EXERCISE DATA.

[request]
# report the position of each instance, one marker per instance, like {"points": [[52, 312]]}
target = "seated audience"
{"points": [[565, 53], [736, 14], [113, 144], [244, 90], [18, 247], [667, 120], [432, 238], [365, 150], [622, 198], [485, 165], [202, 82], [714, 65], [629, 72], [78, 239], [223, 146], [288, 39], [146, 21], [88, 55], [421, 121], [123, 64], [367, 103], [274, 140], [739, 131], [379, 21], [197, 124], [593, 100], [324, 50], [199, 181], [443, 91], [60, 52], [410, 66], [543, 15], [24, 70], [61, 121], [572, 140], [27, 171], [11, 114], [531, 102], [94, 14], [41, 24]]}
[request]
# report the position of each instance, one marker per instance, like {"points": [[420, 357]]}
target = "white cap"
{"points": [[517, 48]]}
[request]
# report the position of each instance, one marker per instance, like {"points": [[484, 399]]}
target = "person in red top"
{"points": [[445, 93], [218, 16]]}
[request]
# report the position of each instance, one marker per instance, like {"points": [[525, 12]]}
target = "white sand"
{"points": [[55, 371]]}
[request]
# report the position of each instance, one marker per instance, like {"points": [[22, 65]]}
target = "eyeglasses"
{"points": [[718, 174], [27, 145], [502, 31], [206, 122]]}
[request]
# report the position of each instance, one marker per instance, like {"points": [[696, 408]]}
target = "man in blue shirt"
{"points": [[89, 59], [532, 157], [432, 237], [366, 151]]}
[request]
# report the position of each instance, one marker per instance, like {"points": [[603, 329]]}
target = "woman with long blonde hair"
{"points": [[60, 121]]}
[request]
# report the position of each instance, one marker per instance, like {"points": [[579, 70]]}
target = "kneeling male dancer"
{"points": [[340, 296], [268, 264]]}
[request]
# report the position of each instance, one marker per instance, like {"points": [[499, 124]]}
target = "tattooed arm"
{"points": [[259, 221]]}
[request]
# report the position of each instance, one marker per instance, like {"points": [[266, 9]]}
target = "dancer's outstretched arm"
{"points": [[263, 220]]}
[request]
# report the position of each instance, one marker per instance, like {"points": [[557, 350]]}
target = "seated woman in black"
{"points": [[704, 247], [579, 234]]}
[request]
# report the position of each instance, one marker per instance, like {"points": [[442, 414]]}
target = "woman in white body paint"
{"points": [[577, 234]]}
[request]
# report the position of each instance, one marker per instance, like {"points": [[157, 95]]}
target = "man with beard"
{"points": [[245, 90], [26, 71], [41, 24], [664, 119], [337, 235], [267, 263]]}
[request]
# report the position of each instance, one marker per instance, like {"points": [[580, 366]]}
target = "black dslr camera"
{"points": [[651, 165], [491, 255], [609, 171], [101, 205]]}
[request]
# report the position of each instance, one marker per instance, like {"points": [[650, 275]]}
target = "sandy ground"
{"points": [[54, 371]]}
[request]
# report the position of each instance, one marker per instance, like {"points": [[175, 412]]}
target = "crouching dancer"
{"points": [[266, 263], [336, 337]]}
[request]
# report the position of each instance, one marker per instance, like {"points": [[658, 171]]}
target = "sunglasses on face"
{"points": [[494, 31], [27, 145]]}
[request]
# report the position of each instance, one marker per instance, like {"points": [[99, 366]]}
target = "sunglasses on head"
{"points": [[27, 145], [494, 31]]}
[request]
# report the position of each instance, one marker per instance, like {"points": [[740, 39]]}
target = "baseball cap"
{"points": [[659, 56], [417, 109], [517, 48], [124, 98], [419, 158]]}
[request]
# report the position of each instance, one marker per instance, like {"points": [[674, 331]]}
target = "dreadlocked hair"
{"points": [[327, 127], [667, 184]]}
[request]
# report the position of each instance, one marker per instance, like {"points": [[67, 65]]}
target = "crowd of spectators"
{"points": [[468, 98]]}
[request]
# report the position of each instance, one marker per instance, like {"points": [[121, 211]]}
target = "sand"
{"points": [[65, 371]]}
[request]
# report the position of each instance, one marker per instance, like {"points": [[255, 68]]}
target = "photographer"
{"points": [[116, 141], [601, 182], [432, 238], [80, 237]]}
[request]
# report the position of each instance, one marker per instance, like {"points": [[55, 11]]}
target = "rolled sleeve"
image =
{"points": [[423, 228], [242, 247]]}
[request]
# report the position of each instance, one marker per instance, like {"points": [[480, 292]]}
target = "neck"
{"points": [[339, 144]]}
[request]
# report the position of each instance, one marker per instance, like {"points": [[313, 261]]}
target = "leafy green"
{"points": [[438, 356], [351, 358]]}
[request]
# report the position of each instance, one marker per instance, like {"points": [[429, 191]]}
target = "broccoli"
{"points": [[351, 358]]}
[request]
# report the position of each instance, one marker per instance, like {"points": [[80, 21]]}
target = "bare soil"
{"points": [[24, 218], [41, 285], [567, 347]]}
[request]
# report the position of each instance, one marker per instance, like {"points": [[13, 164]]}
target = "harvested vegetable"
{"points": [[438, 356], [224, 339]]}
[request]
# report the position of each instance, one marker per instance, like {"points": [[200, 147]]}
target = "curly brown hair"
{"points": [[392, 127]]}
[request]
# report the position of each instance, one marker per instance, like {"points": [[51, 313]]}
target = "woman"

DIRECTIONS.
Output the records verbatim, from the first line to the last.

EXPECTED ANSWER.
[request]
# report the position of each instance, one marker per instance, like {"points": [[52, 312]]}
target = "seated audience"
{"points": [[565, 53], [736, 14], [113, 144], [244, 90], [18, 247], [667, 120], [432, 238], [365, 150], [622, 198], [485, 165], [202, 82], [714, 65], [629, 72], [78, 239], [223, 146], [288, 39], [146, 21], [88, 55], [421, 121], [123, 64], [367, 103], [274, 140], [739, 131], [379, 21], [197, 124], [593, 100], [324, 50], [199, 181], [443, 91], [60, 52], [410, 66], [543, 15], [24, 70], [61, 121], [572, 140], [27, 171], [11, 114], [531, 102], [94, 14], [41, 24]]}
[request]
# report the position of each instance, one marker per instance, like {"points": [[420, 357]]}
target = "white cap"
{"points": [[517, 48]]}
[request]
# report the position of each instance, one marker per instance, like {"points": [[484, 399]]}
target = "person in red top"
{"points": [[445, 93], [218, 16]]}
[request]
# report the position of each instance, one marker per instance, like {"points": [[525, 12]]}
target = "white sand"
{"points": [[55, 371]]}
[request]
# report the position of each instance, one marker per instance, like {"points": [[22, 65]]}
target = "eyeglasses"
{"points": [[718, 174], [27, 145], [502, 31], [206, 122]]}
[request]
# report the position of each instance, one marker per instance, like {"points": [[696, 408]]}
target = "man in blue shirt"
{"points": [[89, 59], [532, 157], [432, 237], [366, 151]]}
[request]
# report the position of each instance, one marker per instance, like {"points": [[603, 329]]}
target = "woman with long blonde hair"
{"points": [[60, 121]]}
[request]
# report the position of each instance, one marker per instance, like {"points": [[579, 70]]}
target = "kneeling male dancer"
{"points": [[340, 296], [268, 264]]}
[request]
# report the position of each instance, one marker per instance, like {"points": [[499, 124]]}
target = "tattooed arm"
{"points": [[259, 221]]}
[request]
# report the position of each instance, one marker per instance, like {"points": [[266, 9]]}
target = "dancer's outstretched arm"
{"points": [[263, 220]]}
[request]
# report the position of each instance, one marker per instance, like {"points": [[557, 350]]}
target = "seated woman in black"
{"points": [[704, 247], [579, 234]]}
[request]
# report the position of each instance, one marker per instance, like {"points": [[442, 414]]}
target = "woman in white body paint"
{"points": [[577, 234]]}
[request]
# report the position of each instance, one marker per instance, like {"points": [[157, 95]]}
target = "man with beard"
{"points": [[245, 90], [26, 71], [41, 24], [664, 119], [337, 235], [267, 263]]}
[request]
# report the position of each instance, one marker per instance, like {"points": [[580, 366]]}
target = "black dslr camera"
{"points": [[651, 165], [491, 255], [609, 171], [101, 205]]}
[request]
# report the position of each instance, one marker per instance, like {"points": [[650, 275]]}
target = "sandy ground"
{"points": [[54, 371]]}
[request]
# report the position of each instance, one marker per instance, like {"points": [[175, 412]]}
target = "crouching dancer"
{"points": [[266, 263], [336, 337]]}
[request]
# report the position of each instance, one marker per instance, like {"points": [[658, 171]]}
target = "sunglasses on face"
{"points": [[494, 31], [27, 145]]}
[request]
# report the position of each instance, one marker per instance, like {"points": [[99, 366]]}
target = "sunglasses on head"
{"points": [[27, 145], [494, 31]]}
[request]
# report the position of each instance, one marker per instance, like {"points": [[740, 39]]}
target = "baseball cap"
{"points": [[659, 56], [417, 109], [517, 48], [124, 98], [419, 158]]}
[request]
# report the position of each instance, one marker per instance, like {"points": [[674, 331]]}
target = "dreadlocked hair"
{"points": [[327, 127], [667, 184]]}
[request]
# report the position of each instance, one marker per instance, like {"points": [[67, 65]]}
target = "crowd of spectators"
{"points": [[468, 98]]}
[request]
# report the position of each instance, one marker per instance, like {"points": [[121, 211]]}
target = "sand"
{"points": [[65, 371]]}
[request]
# report the position of each instance, one marker per instance, like {"points": [[255, 68]]}
target = "photographer"
{"points": [[116, 141], [601, 182], [432, 238], [80, 237]]}
[request]
# report the position of each instance, one marker per instance, like {"points": [[55, 11]]}
target = "rolled sleeve"
image =
{"points": [[423, 228], [242, 247]]}
[request]
# report the position of each instance, one marker per instance, like {"points": [[480, 292]]}
target = "neck"
{"points": [[339, 144]]}
[request]
# report the position of each instance, one marker per instance, like {"points": [[313, 261]]}
target = "leafy green"
{"points": [[438, 356], [351, 358]]}
[request]
# report the position of each instance, one marker per instance, like {"points": [[429, 191]]}
target = "broccoli"
{"points": [[351, 358]]}
[request]
# report the position of each instance, one marker per instance, like {"points": [[80, 21]]}
target = "bare soil"
{"points": [[24, 218], [41, 285], [567, 347]]}
[request]
# report the position of each instance, one marker per instance, like {"points": [[13, 164]]}
target = "harvested vegetable"
{"points": [[438, 356], [224, 339]]}
[request]
# report the position of each instance, one marker per instance, like {"points": [[200, 147]]}
target = "curly brown hair"
{"points": [[392, 127]]}
[request]
# report the position of each instance, one marker per instance, like {"points": [[51, 313]]}
target = "woman"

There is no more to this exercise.